▸ Work to complete
All the lines below need to be transcribed exactly. Pictures get left out.

Start of Data section

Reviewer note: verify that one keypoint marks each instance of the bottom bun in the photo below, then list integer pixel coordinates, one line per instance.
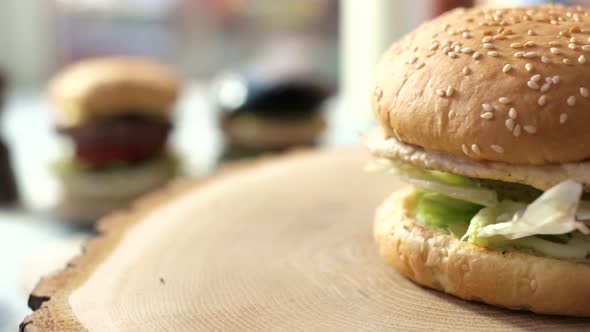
(89, 195)
(513, 280)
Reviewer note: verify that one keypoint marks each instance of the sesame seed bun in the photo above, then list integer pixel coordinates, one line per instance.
(506, 85)
(106, 87)
(507, 279)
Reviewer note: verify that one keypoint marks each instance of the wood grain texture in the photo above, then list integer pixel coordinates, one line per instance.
(275, 246)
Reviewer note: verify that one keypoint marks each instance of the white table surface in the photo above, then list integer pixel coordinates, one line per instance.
(32, 242)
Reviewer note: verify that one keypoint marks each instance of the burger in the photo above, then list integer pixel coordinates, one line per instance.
(116, 112)
(486, 114)
(258, 116)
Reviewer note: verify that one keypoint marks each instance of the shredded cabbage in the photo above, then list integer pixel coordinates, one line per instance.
(577, 248)
(451, 185)
(552, 213)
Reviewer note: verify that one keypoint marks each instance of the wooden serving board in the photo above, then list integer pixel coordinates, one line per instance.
(278, 245)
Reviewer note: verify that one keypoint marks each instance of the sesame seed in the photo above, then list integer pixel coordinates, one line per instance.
(378, 93)
(563, 118)
(571, 101)
(512, 113)
(475, 149)
(450, 91)
(509, 124)
(487, 107)
(517, 130)
(533, 85)
(497, 148)
(487, 115)
(530, 129)
(545, 87)
(465, 149)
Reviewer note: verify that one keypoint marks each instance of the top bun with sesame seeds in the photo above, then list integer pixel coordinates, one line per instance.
(110, 86)
(502, 85)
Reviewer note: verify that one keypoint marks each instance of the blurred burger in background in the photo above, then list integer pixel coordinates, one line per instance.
(117, 114)
(258, 116)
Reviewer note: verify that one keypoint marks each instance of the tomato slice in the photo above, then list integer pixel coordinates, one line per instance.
(125, 139)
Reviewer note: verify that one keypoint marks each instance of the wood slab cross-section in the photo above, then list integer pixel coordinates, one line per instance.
(278, 245)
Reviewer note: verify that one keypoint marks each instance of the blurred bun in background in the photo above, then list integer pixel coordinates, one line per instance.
(116, 111)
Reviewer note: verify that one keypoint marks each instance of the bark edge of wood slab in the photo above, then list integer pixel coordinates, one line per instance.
(285, 258)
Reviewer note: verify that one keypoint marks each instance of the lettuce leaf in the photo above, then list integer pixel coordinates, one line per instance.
(451, 185)
(438, 210)
(552, 213)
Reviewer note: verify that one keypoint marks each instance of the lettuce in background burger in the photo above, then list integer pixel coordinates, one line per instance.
(486, 113)
(117, 112)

End of Data section

▸ Solution to the exercise
Reviewer note: verify that one keypoint marks each instance of the bottom bun in the photo below, then list integer pixel coordinates, one line per instance.
(89, 195)
(513, 280)
Reviewer note: verify that one keypoint marks each instance of the sesame seed bun in the photo above, then list integer pixel coordinates, one line per instance.
(506, 85)
(106, 87)
(507, 279)
Reviewer note: verify that one keypoint marks each instance of the wood grain texture in the photo above, then list integer pixel coordinates, one line per instance.
(275, 246)
Reviewer note: verify that one keypoint marks each instance of the white table surface in the photo above, then list integer pixel coordinates, one line per instance.
(32, 242)
Reviewer note: verify that one keypoint marks each instance of the burger in the photo above, then list integer pixel coordinates, one line per instance.
(116, 112)
(486, 114)
(258, 116)
Reviewer note: verify that one keypoint marks each instance of the shredded cabbage in the photo above, then list integer pixel coordinates, one line per instance.
(577, 248)
(451, 185)
(552, 213)
Reviewer note: verify that one keypoint marks each instance of the wooden serving board in the photo above, then list integer pixel coordinates, one line per instance.
(278, 245)
Reviewer note: verify that one keypoint marks each instance of the sesame seed in the photo above, then list integer pixel coordinates, one line per instance.
(378, 93)
(563, 118)
(571, 101)
(512, 113)
(475, 149)
(450, 91)
(509, 124)
(487, 107)
(517, 130)
(533, 85)
(497, 148)
(487, 115)
(530, 129)
(545, 87)
(465, 149)
Reviewer note: verify that one keypoint marks each instance of the top bun with sesame seeds in the photo above, then list integer pixel coordinates, one line per instance.
(110, 86)
(502, 85)
Reviewer note: verify that one keypoint marks each instance of the blurred burger in background in the photo above, then list integer pixel coordinates, one line per instance.
(117, 114)
(258, 116)
Reviewer note: verify that one keypoint marks each instance of the tomato slice in the photo above, then list integer pixel coordinates, one line per instance.
(125, 139)
Reviewer note: verify that one keypoint marks each instance of the wood slab cross-section in the photo above, then list integer pixel coordinates, one line per instance.
(278, 245)
Reviewer note: verify that one keypoint marks each instance of the blurred bun in background in the photo above, then list integer pixel coordinates, one line per instance.
(116, 111)
Reviewer note: verify that one keypoint marks each instance of the bark edge of wood slab in the photo above, then list integer pixel coordinates, one line per instance.
(285, 258)
Reviewer note: verify that one keypoint marks each instance of the lettuce leaf in the photo above, then list integer pixel coordinates, one line per instance.
(451, 185)
(438, 210)
(552, 213)
Reviewer note: verify that one keypoint marks each instance of the lettuce in background burger in the photo above, then list integer pixel coordinates, one line per instance.
(486, 113)
(117, 112)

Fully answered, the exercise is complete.